*Rows from an annotation dataset:*
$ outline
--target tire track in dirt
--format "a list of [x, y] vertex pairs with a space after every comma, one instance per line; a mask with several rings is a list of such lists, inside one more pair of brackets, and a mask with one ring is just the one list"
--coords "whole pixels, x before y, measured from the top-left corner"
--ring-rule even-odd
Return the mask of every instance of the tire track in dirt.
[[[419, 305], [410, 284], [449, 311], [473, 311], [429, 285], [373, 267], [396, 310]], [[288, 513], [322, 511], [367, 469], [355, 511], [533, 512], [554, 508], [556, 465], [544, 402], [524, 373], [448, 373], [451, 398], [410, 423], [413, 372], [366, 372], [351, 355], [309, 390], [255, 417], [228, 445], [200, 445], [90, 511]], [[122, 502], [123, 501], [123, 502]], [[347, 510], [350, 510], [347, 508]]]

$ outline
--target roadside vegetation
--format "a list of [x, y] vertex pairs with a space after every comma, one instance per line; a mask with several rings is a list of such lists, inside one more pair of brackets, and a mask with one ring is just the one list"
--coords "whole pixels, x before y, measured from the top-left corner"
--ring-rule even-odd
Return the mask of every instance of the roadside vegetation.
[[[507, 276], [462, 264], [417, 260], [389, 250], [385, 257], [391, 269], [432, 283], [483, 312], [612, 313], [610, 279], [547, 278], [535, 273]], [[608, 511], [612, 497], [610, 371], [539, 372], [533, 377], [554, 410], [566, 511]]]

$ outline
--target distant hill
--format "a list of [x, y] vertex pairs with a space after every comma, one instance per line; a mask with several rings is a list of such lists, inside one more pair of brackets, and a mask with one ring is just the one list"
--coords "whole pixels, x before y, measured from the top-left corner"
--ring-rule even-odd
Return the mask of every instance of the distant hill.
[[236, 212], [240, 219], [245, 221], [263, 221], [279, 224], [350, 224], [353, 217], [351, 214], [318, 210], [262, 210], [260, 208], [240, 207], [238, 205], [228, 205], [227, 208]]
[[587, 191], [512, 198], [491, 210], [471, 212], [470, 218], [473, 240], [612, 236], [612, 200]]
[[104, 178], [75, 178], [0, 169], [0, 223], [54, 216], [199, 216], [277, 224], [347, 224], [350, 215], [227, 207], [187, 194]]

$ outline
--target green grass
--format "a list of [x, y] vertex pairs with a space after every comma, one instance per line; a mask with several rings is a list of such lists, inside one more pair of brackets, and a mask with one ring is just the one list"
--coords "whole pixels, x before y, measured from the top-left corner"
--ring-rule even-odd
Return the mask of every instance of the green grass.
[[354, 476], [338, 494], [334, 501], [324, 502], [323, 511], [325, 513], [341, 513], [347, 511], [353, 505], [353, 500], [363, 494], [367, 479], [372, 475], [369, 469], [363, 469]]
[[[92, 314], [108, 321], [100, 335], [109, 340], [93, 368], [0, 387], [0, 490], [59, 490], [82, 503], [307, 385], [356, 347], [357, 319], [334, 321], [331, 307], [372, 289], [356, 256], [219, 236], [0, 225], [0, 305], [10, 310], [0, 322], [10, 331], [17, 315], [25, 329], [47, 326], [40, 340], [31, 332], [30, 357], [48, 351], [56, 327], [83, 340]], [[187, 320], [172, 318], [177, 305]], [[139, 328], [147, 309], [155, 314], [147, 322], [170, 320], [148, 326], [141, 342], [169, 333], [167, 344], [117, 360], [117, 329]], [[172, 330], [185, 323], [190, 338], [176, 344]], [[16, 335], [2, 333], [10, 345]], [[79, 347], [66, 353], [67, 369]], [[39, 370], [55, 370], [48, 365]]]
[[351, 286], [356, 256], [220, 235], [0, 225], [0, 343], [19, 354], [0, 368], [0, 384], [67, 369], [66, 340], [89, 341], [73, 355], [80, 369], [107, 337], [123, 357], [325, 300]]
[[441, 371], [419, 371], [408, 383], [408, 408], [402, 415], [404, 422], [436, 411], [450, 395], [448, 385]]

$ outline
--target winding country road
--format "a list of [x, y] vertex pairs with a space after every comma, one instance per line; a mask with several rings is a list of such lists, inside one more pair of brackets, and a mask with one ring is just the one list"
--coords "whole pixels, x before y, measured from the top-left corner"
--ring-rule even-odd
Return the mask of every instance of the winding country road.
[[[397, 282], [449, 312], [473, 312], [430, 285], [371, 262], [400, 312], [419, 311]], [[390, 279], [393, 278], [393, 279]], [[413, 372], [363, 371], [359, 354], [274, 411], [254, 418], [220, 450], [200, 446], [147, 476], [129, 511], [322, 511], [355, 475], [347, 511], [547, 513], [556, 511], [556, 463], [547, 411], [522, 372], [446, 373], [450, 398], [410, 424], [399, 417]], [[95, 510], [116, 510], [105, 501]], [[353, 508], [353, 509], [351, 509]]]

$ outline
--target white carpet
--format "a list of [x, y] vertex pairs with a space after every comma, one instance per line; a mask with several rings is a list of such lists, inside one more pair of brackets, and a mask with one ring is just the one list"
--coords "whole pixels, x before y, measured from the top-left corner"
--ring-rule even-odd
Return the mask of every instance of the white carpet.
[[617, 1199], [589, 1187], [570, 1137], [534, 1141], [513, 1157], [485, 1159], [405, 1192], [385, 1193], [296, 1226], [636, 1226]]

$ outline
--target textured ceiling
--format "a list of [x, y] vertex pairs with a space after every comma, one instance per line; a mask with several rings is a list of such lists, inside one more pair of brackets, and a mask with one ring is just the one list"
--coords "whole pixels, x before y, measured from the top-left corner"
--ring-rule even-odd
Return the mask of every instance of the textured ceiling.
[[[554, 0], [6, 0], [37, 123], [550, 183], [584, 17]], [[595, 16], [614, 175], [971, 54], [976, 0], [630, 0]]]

*Problem requirements:* Edit every one of the rows above by replacing "top-left corner" with "upper-left corner" wherever it occurs, and keep all other text unchanged.

*Solved exercise:*
$ outline
--target tire track in dirt
--format "a list of [x, y] vertex pairs with a space after every comma, one instance per line; a mask with several rings is a list of such lists, inside one more pair of brackets, and a mask with one ring is just the one list"
--coords "whole pixels, x before y, measured from the upper-left corner"
--ring-rule even-odd
Return the mask of every instance of the tire track in dirt.
[[[419, 305], [410, 284], [449, 311], [473, 311], [429, 285], [373, 267], [396, 310]], [[288, 513], [322, 511], [367, 469], [355, 511], [533, 512], [554, 508], [556, 465], [544, 402], [524, 373], [448, 373], [451, 398], [410, 423], [413, 372], [366, 372], [351, 355], [309, 390], [255, 417], [228, 445], [200, 445], [90, 511]], [[122, 502], [123, 501], [123, 502]], [[347, 510], [350, 510], [347, 508]]]

$ outline
--target roadside vegetation
--format "a list of [x, y] vertex pairs with a space after every comma, one instance per line; a mask with several rings is a list of such lists, inside one more pair of brackets, and a mask with one ring is just the one list"
--coords "whole pixels, x before y, measured from the upper-left corner"
--ring-rule even-odd
Return the mask of every instance of the roadside vegetation.
[[[507, 276], [462, 264], [417, 260], [389, 250], [385, 257], [391, 269], [432, 283], [483, 312], [612, 313], [610, 279], [547, 278], [535, 273]], [[608, 511], [612, 497], [610, 371], [539, 372], [533, 377], [554, 410], [566, 511]]]

$ outline
--target distant hill
--format "a list of [x, y] vertex pairs with a space after every comma, one instance per line; a mask with several rings is a list of such lists, inside one more pair of brackets, and a mask with one ring is just the one list"
--coords "whole pixels, x before y, measured from the upper-left corner"
--ring-rule even-odd
Return the mask of every instance of the distant hill.
[[236, 212], [240, 219], [245, 221], [263, 221], [279, 224], [350, 224], [353, 217], [351, 214], [318, 210], [262, 210], [260, 208], [240, 207], [238, 205], [228, 205], [227, 208]]
[[587, 191], [512, 198], [491, 210], [471, 212], [470, 218], [473, 240], [612, 236], [612, 200]]
[[104, 178], [75, 178], [0, 169], [0, 223], [54, 216], [199, 216], [277, 224], [347, 224], [350, 215], [227, 207], [187, 194]]

$ outline
--target green grass
--format "a list of [x, y] vertex pairs with a space after every comma, one instance per line; a mask with several rings is a list of such lists, inside one more pair of brackets, and a mask with one ring is just the one list"
--coords "whole pixels, x before y, measured from the upper-left corner"
--ring-rule even-odd
Return the mask of every instance of the green grass.
[[354, 476], [338, 494], [334, 501], [324, 502], [323, 511], [325, 513], [341, 513], [347, 511], [353, 505], [353, 500], [363, 494], [367, 479], [372, 475], [369, 469], [363, 469]]
[[[92, 314], [108, 321], [100, 335], [109, 340], [93, 368], [0, 387], [0, 490], [59, 490], [82, 503], [307, 385], [356, 347], [357, 319], [334, 321], [331, 307], [372, 289], [356, 256], [219, 236], [0, 225], [0, 305], [10, 310], [0, 322], [10, 331], [17, 315], [25, 329], [47, 326], [40, 340], [31, 332], [30, 357], [48, 351], [56, 327], [83, 340]], [[187, 320], [172, 318], [177, 305]], [[139, 328], [147, 309], [155, 314], [147, 322], [170, 320], [148, 326], [141, 342], [169, 333], [167, 344], [117, 360], [117, 329]], [[172, 330], [185, 323], [190, 338], [176, 344]], [[16, 335], [2, 333], [10, 345]], [[79, 347], [66, 353], [67, 369]], [[39, 370], [55, 370], [48, 365]]]
[[351, 286], [356, 256], [220, 235], [0, 225], [0, 343], [19, 354], [0, 368], [0, 384], [67, 369], [66, 340], [89, 341], [73, 355], [80, 369], [107, 337], [123, 357], [325, 300]]
[[441, 371], [419, 371], [408, 383], [408, 408], [402, 415], [404, 422], [436, 411], [450, 395], [448, 385]]

$ outline
--target winding country road
--format "a list of [x, y] vertex pairs with a space after every comma, one instance per line; a mask with several rings is a list of such lists, inside one more pair of brackets, and a mask with one ring is just the one list"
--coords "whole pixels, x before y, measured from the upper-left corner"
--ring-rule even-odd
Return the mask of every instance of the winding country road.
[[[397, 282], [449, 312], [473, 312], [430, 285], [371, 262], [400, 312], [419, 311]], [[390, 279], [393, 278], [393, 279]], [[413, 372], [363, 371], [359, 354], [274, 411], [254, 418], [220, 450], [200, 446], [147, 476], [129, 511], [322, 511], [355, 475], [347, 511], [547, 513], [556, 511], [556, 463], [547, 411], [522, 372], [446, 373], [450, 398], [410, 424], [399, 417]], [[95, 510], [116, 510], [105, 501]], [[353, 508], [353, 509], [351, 509]]]

$ outline
--target white carpet
--format "a list of [x, y] vertex pairs with a space after every comma, one instance per line; a mask with several rings is a list of such lists, inside one more pair of brackets, and a mask with one ring is just the one list"
--coords "whole pixels, x before y, measured from the upper-left corner"
--ring-rule even-odd
Return the mask of every instance of the white carpet.
[[617, 1199], [589, 1187], [570, 1137], [534, 1141], [513, 1157], [485, 1159], [405, 1192], [385, 1193], [296, 1226], [636, 1226]]

$ outline
--target textured ceiling
--format "a list of [x, y] vertex pairs with a space after every comma, one instance per line; a mask with several rings is a list of such lists, inside one more pair of brackets, and a mask with one ring is just the one list"
--coords "whole pixels, x before y, measured from the upper-left corner"
--ring-rule even-odd
Return the mask of every instance of the textured ceiling.
[[[554, 0], [6, 0], [37, 123], [550, 183], [584, 17]], [[595, 16], [614, 175], [971, 54], [976, 0], [630, 0]]]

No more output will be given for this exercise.